» Extract to read:
※
Please take a moment to review this document in order to make the contribution process easy and effective for everyone involved.

Following these guidelines helps to communicate that you respect the time of the developers managing and developing this open source project. In return, they should reciprocate that respect in addressing your issue or assessing patches and features.

Using the issue tracker

The issue tracker is the preferred channel for bug reports, features requests and submitting pull requests, but please respect the following restrictions:

  • Please do not use the issue tracker for personal support requests (use our igraph support forum).

  • Please do not derail or troll issues. Keep the discussion on topic and respect the opinions of others.

Please also take a look at our tips on writing igraph code before getting your hands dirty.

Bug reports

A bug is a demonstrable problem that is caused by the code in the repository. Good bug reports are extremely helpful - thank you!
※
» Given entries:
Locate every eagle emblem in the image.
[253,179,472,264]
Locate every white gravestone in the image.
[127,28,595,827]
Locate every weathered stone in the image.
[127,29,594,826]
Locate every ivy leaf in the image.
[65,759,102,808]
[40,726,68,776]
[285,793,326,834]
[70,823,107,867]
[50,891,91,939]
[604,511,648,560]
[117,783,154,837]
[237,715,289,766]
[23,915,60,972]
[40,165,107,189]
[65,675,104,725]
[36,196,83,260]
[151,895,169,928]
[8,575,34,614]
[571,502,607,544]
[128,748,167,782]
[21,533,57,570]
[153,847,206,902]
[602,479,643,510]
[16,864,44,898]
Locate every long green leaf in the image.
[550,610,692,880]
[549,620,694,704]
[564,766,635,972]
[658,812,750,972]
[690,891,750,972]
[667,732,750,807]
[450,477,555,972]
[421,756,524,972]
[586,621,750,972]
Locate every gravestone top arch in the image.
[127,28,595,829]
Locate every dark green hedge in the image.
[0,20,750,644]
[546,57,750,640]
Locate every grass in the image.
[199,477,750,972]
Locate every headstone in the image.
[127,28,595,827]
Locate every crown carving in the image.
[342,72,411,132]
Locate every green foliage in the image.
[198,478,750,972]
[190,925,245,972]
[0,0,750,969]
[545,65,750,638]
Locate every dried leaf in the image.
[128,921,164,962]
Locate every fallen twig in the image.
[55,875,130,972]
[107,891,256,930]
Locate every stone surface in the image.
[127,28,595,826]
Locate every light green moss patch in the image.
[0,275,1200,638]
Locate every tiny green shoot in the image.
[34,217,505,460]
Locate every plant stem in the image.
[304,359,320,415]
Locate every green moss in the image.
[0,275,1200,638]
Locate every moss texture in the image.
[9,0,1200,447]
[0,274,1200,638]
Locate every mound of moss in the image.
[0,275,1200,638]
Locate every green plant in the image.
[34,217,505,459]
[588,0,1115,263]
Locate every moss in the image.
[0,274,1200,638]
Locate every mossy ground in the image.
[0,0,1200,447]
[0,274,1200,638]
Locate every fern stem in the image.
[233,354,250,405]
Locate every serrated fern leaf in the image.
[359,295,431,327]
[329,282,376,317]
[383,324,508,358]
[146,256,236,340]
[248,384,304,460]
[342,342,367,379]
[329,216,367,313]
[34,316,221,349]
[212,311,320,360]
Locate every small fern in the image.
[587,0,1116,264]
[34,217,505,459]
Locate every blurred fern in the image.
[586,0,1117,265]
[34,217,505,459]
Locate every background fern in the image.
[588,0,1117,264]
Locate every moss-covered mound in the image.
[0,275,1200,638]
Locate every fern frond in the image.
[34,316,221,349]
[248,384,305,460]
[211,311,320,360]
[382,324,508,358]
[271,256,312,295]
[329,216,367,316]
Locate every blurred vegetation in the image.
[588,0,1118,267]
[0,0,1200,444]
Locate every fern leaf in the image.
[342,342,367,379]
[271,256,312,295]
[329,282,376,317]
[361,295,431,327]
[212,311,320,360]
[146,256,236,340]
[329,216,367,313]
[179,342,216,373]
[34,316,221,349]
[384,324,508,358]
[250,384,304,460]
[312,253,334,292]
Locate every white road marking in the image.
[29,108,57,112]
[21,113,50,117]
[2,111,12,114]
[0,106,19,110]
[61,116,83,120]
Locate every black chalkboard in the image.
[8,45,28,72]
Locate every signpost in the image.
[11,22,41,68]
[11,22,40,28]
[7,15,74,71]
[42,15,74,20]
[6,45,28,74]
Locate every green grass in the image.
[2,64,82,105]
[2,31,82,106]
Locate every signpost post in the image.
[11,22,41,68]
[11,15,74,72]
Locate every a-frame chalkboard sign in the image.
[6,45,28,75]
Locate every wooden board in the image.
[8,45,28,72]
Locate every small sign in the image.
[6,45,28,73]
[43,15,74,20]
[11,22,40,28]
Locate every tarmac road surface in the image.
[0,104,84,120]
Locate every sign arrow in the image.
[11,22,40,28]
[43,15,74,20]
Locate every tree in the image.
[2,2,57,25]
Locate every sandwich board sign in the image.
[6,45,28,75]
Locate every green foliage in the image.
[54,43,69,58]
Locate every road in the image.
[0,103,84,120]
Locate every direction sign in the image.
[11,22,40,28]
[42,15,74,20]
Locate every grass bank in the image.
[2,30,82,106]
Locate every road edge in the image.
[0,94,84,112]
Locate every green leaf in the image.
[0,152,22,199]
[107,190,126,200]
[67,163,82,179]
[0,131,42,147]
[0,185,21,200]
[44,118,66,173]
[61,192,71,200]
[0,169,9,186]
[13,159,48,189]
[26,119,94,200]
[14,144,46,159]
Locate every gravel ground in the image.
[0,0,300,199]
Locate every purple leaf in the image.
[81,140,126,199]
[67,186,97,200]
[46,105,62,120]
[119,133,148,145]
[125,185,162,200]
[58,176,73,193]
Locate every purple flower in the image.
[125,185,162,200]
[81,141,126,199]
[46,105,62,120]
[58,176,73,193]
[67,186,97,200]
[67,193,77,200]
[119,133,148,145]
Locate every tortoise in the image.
※
» List of tasks:
1/ Answer these questions from the igraph contribution guidelines:
(a) Where should personal support requests go?
(b) For which three things is the issue tracker the preferred channel?
(c) How do the guidelines define a bug?
2/ Please summarize the igraph contribution guidelines in two sentences.
3/ Carry on writing the igraph contribution guidelines from the last sentence shown.
The rows are separate material from the igraph contribution guidelines.

» Answers provided:
1/
(a) To the igraph support forum.
(b) Bug reports, feature requests and submitting pull requests.
(c) As a demonstrable problem caused by the code in the repository.

2/ The igraph contribution guidelines ask contributors to review them so the contribution process stays easy and effective, since following them shows respect for the developers' time, which the developers should return when handling issues and patches. The issue tracker is the preferred channel for bug reports, feature requests and pull requests, though not for personal support or off-topic or trolling discussion, and a bug is defined as a demonstrable problem caused by the repository's code.

3/
Guidelines for bug reports:

  1. Make sure that the bug is in the C code of igraph and not in one of the higher level interfaces — if you are using igraph from R, Python or Mathematica, consider submitting your issue in igraph/rigraph, igraph/python-igraph or szhorvat/IGraphM instead. If you are unsure whether your issue is in the C layer, submit a bug report in the repository of the higher level interface — we will transfer the issue here if it indeed affects the C layer.

  2. Use the GitHub issue search — check if the issue has already been reported.

  3. Check if the issue has been fixed — try to reproduce it using the latest master or development branch in the repository.

  4. Isolate the problem — create a short, self-contained, correct example.

A good bug report shouldn't leave others needing to chase you up for more information. Please try to be as detailed as possible in your report. What is your environment? What steps will reproduce the issue? What would you expect to be the outcome? All these details will help people to fix any potential bugs.

Example:

Short and descriptive example bug report title

A summary of the issue and the compiler/OS environment in which it occurs. If suitable, include the steps required to reproduce the bug.

  1. This is the first step
  2. This is the second step
  3. Further steps, etc.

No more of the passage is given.